* [Page excerpt]:

The __getitem__() and __setitem__() methods define the behaviour of using the square brackets [] notation. We want to intersect key and round it to the closest interval, before applying a valid key (an interval) to our internal dictionary.

    def __getitem__(self, key):
        interval = self._roundkey(key)
        return self._dict[interval]

    def __setitem__(self, key, value):
        interval = self._roundkey(key)
        self._dict[interval] = value
        
    def _roundkey(self, key):
        intervals = list(self._dict.keys())
        minkey = intervals[0]
        midkeys = intervals[1:-1]
        maxkey = intervals[-1]

        if key <= minkey:
            return minkey
        elif key >= maxkey:
            return maxkey
        elif key in midkeys:
            return key
        else:
            i = bisect_left(intervals, key)
            leftkey = intervals[i - 1]
            rightkey = intervals[i]

            if abs(leftkey - key) < abs(rightkey - key):
                return leftkey
            else:
                return rightkey

As you can see, the method _roundkey() rounds the key to the closest interval. We check whether key is an actual interval first, before using Python’s bisect_left to find the ceil and floor intervals relative to key and return the nearest one.

And what do we have to do to get inplace operators such as += working? Nothing! All they’re doing is retrieving a value from the passed key via __getitem__(), applying an operation to value, and assigning the new value to the key via __setitem__().

So if you just have __delitem__(), __iter__() and __len__() directly interface with self._dict, you’ll have a working Bins of your own!

Production readiness

But I’m not quite happy with this yet. First of, if we passed intervals which are out-of-order, then we completely screw up how _roundkey() works in finding the closest interval. We can just sort the intervals ourselves at initialisation.

    def __init__(self, intervals):
        empty_bins = {interval: 0 for interval in sorted(intervals)}
        self._dict = empty_bins

Before Python 3.7 this wouldn’t be ideal as dictionaries did not guarantee insertion order. They do now, however we can still end up with an unordered self._dict if someone used the update() method. I can’t forsee a situation someone would want to do this, but update() is used in data serialisation and anywho is exposed by MutableMapping, so it’s a good idea to update our internal dictionary’s order as well.

Thankfully we have the SortedDict from the sortedcontainers package which will guantee the dictionary’s keys will always be sorted.

    def __init__(self, intervals):
        empty_bins = {interval: 0 for interval in intervals}
        self._sdict = SortedDict(empty_bins)

* [Provided records]:
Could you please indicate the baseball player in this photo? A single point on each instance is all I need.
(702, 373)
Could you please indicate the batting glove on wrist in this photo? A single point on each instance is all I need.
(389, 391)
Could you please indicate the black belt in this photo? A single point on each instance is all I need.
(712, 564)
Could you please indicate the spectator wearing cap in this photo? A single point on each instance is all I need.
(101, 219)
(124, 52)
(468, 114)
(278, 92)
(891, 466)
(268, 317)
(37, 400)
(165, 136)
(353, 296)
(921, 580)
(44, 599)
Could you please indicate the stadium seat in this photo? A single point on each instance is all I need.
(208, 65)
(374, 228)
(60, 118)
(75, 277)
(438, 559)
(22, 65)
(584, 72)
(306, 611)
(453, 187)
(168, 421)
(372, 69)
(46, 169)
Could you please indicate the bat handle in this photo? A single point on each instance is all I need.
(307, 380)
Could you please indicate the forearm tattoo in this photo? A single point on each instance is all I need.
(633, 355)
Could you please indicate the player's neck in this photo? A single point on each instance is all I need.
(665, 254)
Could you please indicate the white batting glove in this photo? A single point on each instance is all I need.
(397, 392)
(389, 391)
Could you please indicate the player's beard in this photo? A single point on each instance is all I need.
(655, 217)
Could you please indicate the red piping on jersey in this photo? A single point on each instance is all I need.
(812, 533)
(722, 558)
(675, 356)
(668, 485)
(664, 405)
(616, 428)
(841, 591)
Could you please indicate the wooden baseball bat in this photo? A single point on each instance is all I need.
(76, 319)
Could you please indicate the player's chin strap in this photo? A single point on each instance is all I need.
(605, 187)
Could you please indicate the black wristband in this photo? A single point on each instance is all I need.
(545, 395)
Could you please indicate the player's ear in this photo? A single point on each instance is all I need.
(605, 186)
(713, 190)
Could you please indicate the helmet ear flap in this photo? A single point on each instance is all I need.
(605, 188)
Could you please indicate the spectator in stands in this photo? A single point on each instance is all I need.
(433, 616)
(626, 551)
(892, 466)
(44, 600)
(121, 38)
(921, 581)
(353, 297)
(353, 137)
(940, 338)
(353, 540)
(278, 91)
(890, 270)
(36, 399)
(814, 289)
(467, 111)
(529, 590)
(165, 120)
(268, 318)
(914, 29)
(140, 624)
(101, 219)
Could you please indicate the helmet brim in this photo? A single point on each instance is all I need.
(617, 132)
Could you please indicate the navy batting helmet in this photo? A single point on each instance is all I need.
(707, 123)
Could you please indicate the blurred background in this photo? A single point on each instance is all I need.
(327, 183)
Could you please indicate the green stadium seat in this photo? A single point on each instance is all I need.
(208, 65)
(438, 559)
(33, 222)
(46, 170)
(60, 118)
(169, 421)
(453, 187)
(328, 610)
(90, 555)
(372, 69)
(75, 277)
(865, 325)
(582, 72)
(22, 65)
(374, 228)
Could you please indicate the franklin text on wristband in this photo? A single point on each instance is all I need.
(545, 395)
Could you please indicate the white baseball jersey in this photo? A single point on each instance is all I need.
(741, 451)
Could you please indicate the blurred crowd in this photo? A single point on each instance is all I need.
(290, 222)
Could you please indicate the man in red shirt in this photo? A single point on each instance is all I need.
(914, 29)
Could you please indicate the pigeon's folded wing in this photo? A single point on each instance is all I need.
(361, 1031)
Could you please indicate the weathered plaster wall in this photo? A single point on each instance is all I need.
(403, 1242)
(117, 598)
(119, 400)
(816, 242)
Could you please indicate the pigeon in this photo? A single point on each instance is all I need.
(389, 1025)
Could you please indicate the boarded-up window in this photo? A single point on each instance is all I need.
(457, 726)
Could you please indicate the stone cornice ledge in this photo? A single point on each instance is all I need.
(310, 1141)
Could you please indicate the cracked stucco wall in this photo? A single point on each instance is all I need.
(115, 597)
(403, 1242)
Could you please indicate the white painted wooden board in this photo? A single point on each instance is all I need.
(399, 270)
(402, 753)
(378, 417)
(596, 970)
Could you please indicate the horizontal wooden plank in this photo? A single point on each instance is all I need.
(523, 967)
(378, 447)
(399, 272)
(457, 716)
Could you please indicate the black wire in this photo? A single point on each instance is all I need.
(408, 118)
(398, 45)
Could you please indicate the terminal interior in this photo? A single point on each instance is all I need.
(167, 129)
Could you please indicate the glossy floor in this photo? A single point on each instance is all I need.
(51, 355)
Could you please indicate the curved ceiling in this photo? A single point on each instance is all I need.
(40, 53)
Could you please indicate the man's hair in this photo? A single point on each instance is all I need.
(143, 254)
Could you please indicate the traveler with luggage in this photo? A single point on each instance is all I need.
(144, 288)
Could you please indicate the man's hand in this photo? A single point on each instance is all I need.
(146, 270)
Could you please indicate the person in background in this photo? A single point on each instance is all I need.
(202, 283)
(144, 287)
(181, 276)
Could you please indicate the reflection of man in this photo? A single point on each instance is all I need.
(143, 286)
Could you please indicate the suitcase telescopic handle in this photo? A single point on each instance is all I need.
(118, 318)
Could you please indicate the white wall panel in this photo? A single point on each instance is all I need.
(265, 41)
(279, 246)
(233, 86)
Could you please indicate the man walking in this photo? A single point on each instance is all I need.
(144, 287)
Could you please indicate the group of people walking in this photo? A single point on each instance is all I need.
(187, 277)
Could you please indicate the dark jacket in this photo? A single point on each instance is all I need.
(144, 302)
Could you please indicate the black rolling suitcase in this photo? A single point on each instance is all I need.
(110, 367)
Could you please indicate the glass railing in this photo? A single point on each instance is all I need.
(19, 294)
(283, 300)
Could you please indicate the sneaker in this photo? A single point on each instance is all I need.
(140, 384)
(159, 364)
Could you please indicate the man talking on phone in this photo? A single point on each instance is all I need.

* [Tasks to complete]:
a – Can you summarize the Bins excerpt in two sentences?
b – How would you rewrite the paragraph of the Bins excerpt that begins "Before Python 3.7" as a short bulleted list that keeps its main facts?
The data is separate material from the Bins excerpt.

* [Solved tasks]:
a – The __getitem__() and __setitem__() methods pass each key through _roundkey(), which returns the key if it is already an interval and otherwise uses bisect_left to find the nearest one, so in-place operators like += work with no extra code. To keep the intervals ordered, the intervals are sorted at initialization, and a SortedDict from the sortedcontainers package is then used because update() could still leave the dictionary unordered.

b –
- Before Python 3.7, sorting at initialization wasn't ideal because dictionaries did not guarantee insertion order.
- They guarantee it now, but calling update() could still leave self._dict unordered.
- Few people would want to do this, but update() is used in data serialization and is exposed by MutableMapping.
- So it's a good idea to keep the internal dictionary's order updated as well.